## EXERCISE PROMPT:
Convert the stretch from the line containing "Please identify the column" through the end of the records into a Markdown table with the columns Row and Line. Give each line its own row number, and leave out blank lines.

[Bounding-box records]
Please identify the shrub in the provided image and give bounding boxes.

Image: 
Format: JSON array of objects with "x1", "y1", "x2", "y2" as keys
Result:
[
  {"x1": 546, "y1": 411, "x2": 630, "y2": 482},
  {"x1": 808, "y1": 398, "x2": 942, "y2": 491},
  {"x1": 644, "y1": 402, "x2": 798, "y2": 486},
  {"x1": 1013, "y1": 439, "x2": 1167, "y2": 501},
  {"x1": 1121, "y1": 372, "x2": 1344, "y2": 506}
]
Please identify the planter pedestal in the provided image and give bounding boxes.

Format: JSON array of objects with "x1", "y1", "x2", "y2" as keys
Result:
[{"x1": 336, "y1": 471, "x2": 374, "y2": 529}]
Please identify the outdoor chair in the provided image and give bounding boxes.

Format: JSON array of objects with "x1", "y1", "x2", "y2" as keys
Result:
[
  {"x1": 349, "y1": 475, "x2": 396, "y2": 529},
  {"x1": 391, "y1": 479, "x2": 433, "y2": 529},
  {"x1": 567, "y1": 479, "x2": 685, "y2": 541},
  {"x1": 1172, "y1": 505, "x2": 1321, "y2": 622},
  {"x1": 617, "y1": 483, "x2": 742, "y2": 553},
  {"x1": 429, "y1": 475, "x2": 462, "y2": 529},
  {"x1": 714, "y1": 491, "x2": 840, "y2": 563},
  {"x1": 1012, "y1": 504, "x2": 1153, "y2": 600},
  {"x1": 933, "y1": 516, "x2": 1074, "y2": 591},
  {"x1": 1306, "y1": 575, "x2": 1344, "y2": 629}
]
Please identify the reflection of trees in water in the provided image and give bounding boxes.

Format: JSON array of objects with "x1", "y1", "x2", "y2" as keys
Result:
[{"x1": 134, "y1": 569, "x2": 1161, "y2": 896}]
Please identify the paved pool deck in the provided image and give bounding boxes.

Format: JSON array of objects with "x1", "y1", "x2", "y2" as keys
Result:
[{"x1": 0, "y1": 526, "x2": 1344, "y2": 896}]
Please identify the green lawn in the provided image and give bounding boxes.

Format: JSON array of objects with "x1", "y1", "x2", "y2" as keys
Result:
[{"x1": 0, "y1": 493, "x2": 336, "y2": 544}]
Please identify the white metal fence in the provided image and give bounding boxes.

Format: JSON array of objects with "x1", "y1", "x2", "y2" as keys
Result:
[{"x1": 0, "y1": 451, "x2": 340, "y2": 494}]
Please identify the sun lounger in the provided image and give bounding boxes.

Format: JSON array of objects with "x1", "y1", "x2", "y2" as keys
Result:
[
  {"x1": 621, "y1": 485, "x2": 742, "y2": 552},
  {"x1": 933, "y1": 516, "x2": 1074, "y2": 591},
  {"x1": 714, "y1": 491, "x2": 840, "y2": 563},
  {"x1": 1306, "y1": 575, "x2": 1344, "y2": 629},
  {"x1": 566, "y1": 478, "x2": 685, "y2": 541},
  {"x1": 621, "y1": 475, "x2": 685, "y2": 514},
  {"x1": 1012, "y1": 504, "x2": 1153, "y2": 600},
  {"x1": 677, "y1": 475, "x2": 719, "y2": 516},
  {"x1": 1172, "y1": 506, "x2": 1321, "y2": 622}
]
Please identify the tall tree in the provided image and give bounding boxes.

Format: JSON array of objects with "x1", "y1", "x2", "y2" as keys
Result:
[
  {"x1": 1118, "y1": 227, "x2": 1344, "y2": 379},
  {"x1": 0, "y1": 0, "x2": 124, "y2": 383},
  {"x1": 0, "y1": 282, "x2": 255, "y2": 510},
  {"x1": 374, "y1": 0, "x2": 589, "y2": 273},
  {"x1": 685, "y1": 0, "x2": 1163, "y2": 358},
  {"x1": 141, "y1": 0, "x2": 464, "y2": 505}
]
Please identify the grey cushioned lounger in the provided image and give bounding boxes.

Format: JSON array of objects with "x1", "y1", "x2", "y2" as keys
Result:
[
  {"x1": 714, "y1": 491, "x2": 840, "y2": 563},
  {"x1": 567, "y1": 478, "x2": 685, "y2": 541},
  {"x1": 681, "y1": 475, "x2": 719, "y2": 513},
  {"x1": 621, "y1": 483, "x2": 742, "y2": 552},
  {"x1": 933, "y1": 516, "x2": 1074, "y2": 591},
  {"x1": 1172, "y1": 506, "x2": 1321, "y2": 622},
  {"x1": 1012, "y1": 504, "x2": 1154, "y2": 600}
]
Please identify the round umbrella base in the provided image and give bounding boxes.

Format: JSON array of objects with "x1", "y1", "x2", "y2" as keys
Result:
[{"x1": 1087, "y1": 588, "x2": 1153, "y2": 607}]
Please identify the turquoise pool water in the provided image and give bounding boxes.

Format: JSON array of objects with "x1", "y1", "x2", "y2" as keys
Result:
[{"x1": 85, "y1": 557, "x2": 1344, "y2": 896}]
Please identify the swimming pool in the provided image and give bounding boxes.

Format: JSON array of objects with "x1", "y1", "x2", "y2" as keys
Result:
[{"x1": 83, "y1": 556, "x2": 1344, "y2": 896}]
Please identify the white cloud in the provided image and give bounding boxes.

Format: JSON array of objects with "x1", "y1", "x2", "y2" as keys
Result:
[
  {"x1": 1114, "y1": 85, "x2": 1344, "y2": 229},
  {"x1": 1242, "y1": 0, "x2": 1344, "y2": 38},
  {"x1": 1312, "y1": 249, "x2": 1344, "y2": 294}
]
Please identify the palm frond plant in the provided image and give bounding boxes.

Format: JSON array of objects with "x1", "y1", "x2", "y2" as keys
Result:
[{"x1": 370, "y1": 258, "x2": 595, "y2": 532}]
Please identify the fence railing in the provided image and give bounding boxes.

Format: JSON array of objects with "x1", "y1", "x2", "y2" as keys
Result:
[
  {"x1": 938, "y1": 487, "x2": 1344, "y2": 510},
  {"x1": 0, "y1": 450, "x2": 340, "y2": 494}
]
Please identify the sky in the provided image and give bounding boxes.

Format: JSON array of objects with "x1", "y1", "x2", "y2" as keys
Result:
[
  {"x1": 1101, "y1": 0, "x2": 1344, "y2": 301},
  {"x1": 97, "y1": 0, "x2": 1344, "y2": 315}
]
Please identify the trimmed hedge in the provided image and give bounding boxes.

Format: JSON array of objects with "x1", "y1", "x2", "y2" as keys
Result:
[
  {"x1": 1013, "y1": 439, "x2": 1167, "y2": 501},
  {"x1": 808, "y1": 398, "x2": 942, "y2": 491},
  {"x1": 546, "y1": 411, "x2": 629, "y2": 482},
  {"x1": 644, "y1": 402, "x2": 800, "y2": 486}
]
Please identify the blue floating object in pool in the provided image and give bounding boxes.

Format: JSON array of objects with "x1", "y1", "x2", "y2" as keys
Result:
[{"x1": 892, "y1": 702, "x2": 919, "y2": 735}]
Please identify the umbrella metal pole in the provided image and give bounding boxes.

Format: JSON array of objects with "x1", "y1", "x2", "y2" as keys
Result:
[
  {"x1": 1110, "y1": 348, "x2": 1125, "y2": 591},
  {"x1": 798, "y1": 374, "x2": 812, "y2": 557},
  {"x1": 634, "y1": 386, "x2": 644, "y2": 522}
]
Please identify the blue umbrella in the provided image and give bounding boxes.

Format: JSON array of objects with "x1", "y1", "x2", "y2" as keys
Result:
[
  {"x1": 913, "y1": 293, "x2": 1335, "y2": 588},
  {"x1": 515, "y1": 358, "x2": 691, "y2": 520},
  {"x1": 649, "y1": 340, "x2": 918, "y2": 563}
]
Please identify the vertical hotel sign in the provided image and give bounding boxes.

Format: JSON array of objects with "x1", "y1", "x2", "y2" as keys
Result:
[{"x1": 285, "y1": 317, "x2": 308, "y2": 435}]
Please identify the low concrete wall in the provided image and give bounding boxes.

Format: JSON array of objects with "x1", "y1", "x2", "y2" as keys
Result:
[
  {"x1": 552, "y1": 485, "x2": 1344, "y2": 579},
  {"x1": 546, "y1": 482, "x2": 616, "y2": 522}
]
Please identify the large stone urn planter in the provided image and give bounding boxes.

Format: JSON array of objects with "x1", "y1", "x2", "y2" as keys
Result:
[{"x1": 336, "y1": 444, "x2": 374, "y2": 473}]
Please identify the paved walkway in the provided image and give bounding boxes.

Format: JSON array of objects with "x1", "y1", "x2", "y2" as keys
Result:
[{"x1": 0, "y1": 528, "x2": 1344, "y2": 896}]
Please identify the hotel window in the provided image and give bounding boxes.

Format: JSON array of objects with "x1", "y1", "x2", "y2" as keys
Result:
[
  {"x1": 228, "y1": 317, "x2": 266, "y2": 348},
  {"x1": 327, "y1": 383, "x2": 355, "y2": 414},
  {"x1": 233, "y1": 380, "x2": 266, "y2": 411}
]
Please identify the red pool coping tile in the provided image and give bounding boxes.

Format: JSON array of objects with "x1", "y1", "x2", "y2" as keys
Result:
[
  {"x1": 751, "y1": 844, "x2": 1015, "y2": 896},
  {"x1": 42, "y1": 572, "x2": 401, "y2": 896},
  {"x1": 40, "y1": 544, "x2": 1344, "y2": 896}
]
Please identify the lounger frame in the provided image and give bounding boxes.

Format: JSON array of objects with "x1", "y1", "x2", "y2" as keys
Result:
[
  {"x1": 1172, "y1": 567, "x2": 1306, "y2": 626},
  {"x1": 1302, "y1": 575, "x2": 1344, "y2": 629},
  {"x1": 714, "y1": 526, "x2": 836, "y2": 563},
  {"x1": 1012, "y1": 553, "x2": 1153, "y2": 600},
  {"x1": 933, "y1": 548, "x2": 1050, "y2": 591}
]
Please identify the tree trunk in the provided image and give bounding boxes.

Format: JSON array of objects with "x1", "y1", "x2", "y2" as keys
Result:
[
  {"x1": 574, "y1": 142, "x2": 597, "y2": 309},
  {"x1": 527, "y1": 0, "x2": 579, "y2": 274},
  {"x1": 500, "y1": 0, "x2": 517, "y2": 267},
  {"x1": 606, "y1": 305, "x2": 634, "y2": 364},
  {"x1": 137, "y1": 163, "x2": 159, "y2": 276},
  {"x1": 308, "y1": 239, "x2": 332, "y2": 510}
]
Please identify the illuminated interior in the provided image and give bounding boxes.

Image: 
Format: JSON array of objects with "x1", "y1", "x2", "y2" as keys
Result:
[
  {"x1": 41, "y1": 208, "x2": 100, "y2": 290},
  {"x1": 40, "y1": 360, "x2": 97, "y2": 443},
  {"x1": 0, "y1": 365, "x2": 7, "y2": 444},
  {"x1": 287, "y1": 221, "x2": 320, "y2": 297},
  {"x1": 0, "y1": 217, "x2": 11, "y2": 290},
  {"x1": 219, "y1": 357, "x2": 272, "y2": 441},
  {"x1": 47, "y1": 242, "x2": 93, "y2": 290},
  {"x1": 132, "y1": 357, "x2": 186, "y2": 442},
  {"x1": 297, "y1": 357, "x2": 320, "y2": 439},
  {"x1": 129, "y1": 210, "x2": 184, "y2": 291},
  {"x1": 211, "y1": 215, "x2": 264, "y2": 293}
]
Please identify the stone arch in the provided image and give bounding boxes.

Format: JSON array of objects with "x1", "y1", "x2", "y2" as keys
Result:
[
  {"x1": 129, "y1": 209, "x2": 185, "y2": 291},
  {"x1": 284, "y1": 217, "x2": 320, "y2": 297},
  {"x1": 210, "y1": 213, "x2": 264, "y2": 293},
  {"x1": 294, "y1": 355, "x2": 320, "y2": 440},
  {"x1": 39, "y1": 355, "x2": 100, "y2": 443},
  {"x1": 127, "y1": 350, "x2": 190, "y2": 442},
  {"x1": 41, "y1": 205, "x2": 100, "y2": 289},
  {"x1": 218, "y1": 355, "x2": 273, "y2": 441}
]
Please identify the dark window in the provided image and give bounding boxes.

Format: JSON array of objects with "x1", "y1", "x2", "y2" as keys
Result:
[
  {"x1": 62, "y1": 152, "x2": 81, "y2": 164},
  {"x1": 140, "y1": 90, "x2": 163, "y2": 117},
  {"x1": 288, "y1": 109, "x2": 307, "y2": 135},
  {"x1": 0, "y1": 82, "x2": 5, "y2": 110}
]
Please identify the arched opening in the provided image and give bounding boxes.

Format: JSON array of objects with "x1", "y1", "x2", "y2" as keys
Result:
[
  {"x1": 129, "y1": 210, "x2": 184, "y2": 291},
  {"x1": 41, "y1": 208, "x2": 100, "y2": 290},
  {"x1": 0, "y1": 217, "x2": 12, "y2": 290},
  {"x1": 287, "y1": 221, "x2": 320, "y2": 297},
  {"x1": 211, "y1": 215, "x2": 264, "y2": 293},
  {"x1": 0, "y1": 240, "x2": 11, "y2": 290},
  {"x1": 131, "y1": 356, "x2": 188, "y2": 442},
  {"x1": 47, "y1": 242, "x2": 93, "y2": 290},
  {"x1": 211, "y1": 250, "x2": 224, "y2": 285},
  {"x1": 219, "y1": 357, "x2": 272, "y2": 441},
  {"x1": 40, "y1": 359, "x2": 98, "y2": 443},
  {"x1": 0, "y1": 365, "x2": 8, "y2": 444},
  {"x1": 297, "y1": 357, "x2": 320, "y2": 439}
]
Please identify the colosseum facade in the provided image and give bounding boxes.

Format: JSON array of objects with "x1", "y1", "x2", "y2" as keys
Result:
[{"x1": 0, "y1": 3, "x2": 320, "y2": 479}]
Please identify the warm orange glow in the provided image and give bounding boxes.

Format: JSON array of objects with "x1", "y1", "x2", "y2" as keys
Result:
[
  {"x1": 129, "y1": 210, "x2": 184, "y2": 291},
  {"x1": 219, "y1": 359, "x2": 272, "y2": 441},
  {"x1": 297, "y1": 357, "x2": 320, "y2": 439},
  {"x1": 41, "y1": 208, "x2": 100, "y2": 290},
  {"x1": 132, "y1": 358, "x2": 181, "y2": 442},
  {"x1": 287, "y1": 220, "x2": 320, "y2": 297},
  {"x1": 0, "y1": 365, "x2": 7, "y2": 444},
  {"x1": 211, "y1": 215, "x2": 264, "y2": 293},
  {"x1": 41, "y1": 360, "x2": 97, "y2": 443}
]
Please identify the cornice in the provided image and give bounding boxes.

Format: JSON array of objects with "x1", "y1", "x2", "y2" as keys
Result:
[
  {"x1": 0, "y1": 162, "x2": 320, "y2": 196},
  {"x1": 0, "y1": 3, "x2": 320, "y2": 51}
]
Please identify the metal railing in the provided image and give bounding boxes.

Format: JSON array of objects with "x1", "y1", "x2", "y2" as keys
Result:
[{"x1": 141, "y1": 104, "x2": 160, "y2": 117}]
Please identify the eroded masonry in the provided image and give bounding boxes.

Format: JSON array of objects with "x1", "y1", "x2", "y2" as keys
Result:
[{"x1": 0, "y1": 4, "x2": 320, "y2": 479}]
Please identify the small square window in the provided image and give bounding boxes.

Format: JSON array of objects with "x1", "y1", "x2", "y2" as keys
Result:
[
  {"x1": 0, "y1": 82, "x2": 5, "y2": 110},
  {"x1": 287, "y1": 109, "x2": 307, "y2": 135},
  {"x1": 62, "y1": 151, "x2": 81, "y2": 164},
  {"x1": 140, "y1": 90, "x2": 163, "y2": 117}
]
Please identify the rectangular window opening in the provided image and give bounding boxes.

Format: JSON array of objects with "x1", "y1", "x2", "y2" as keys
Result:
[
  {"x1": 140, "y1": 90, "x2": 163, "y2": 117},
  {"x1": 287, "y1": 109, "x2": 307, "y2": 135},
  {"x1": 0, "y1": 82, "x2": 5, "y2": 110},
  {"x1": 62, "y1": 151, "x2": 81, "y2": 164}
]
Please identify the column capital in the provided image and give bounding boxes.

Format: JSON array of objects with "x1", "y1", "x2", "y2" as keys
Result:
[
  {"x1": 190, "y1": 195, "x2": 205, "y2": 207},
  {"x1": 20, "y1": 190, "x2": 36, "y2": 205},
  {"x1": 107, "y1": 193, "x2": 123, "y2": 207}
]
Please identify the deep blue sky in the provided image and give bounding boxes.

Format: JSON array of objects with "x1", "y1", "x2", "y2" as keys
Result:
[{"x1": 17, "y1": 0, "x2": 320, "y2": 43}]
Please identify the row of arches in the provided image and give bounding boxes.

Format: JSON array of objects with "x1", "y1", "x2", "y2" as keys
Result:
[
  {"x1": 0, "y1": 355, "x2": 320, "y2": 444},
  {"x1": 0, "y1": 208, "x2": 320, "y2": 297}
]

## OUTPUT OF THE TASK:
| Row | Line |
|---|---|
| 1 | Please identify the column capital in the provided image and give bounding boxes. |
| 2 | Format: JSON array of objects with "x1", "y1", "x2", "y2" as keys |
| 3 | Result: |
| 4 | [ |
| 5 |   {"x1": 190, "y1": 195, "x2": 205, "y2": 207}, |
| 6 |   {"x1": 20, "y1": 190, "x2": 36, "y2": 205}, |
| 7 |   {"x1": 107, "y1": 193, "x2": 123, "y2": 207} |
| 8 | ] |
| 9 | Please identify the deep blue sky in the provided image and give bounding boxes. |
| 10 | Format: JSON array of objects with "x1", "y1", "x2", "y2" as keys |
| 11 | Result: |
| 12 | [{"x1": 17, "y1": 0, "x2": 320, "y2": 43}] |
| 13 | Please identify the row of arches in the provided image and give bounding boxes. |
| 14 | Format: JSON array of objects with "x1", "y1", "x2", "y2" as keys |
| 15 | Result: |
| 16 | [ |
| 17 |   {"x1": 0, "y1": 355, "x2": 320, "y2": 444}, |
| 18 |   {"x1": 0, "y1": 208, "x2": 320, "y2": 297} |
| 19 | ] |